* **DIRECTIONS**:
Below are the records; pull every line that includes "sink".

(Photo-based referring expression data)
++++++++++++++++++++

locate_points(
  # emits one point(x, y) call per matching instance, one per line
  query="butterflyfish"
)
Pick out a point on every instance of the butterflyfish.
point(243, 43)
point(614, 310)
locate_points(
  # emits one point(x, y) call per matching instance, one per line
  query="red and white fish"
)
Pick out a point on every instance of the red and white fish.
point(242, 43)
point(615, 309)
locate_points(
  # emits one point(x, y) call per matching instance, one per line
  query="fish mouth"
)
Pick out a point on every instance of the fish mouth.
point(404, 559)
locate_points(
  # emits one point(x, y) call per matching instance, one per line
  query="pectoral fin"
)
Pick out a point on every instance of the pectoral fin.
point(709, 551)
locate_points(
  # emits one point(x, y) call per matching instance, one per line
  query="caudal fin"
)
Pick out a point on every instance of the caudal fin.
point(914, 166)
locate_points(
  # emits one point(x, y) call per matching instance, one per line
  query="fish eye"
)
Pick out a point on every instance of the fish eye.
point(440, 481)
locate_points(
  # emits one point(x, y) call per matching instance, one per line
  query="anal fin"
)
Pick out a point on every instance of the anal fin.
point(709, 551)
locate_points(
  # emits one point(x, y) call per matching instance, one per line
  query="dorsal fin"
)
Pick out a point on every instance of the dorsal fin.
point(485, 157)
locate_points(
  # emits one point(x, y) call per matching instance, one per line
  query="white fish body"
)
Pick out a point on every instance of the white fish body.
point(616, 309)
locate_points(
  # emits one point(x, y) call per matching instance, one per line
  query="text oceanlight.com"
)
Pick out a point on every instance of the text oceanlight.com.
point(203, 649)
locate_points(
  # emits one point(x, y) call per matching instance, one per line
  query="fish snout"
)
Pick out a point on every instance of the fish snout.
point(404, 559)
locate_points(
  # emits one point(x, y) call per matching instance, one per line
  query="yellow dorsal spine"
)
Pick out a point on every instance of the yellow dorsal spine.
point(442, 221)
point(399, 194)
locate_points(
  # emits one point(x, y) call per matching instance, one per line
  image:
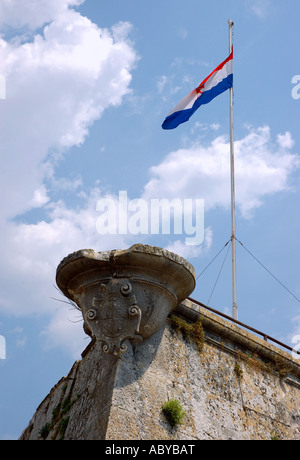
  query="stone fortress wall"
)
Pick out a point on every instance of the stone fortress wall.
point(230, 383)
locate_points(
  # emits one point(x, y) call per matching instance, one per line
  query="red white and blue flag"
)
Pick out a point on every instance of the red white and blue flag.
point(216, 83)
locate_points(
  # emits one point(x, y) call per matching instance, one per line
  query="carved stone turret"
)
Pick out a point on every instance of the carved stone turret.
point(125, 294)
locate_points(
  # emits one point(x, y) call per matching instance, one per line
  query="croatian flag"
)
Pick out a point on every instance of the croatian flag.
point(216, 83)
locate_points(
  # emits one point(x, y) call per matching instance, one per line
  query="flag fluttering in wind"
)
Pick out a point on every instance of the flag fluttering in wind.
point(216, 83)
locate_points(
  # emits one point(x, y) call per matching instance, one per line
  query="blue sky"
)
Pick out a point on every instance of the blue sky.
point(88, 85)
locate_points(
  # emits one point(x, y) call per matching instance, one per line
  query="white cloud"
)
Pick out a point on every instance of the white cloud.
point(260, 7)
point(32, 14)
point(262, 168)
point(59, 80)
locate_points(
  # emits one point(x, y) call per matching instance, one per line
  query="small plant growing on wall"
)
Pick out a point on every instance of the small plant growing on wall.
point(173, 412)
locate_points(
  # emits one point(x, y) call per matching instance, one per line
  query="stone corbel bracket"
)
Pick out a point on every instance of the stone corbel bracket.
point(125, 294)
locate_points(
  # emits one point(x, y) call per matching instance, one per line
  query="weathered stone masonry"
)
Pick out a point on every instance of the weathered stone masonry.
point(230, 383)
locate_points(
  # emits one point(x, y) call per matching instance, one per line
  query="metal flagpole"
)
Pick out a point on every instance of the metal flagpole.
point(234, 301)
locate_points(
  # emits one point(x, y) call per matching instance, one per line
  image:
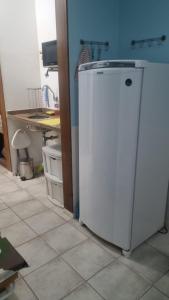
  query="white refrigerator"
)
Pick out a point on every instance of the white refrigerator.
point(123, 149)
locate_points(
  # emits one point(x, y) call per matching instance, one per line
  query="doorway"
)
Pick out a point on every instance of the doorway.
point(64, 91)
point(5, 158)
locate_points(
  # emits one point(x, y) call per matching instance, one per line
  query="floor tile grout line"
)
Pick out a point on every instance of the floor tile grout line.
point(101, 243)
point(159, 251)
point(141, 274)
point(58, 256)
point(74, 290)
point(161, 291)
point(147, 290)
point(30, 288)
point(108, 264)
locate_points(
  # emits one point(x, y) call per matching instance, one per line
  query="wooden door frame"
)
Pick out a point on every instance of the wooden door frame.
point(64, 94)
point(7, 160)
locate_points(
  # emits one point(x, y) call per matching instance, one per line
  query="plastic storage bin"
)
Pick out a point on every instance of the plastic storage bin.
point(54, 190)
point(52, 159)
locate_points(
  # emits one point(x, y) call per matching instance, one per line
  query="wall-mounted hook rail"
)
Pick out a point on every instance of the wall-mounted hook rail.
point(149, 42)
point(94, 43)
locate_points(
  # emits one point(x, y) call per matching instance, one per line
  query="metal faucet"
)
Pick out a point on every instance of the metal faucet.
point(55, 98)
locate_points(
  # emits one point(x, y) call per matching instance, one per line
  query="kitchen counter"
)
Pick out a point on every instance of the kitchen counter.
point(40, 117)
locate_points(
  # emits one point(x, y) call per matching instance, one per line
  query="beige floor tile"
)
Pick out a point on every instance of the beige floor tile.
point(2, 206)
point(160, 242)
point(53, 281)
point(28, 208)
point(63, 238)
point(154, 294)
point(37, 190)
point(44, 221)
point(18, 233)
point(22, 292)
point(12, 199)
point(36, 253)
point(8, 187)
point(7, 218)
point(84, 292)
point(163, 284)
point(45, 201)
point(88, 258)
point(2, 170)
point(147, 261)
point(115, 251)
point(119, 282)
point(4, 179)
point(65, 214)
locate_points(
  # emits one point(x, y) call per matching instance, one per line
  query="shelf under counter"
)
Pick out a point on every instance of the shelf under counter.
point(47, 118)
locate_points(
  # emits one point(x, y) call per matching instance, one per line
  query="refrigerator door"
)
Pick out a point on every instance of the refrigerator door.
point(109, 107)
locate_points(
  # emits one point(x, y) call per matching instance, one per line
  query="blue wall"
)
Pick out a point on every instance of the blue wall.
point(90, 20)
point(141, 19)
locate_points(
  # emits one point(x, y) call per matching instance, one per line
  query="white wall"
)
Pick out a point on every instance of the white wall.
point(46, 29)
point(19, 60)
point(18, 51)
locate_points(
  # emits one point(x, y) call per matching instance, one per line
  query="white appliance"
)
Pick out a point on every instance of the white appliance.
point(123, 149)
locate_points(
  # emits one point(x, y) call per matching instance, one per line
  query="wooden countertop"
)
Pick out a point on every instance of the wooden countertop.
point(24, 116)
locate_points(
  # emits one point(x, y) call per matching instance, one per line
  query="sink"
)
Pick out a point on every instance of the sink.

++++++++++++++++++++

* **SOLUTION TO THIS PROBLEM**:
  query="sink"
Pick out a point on every instance of the sink.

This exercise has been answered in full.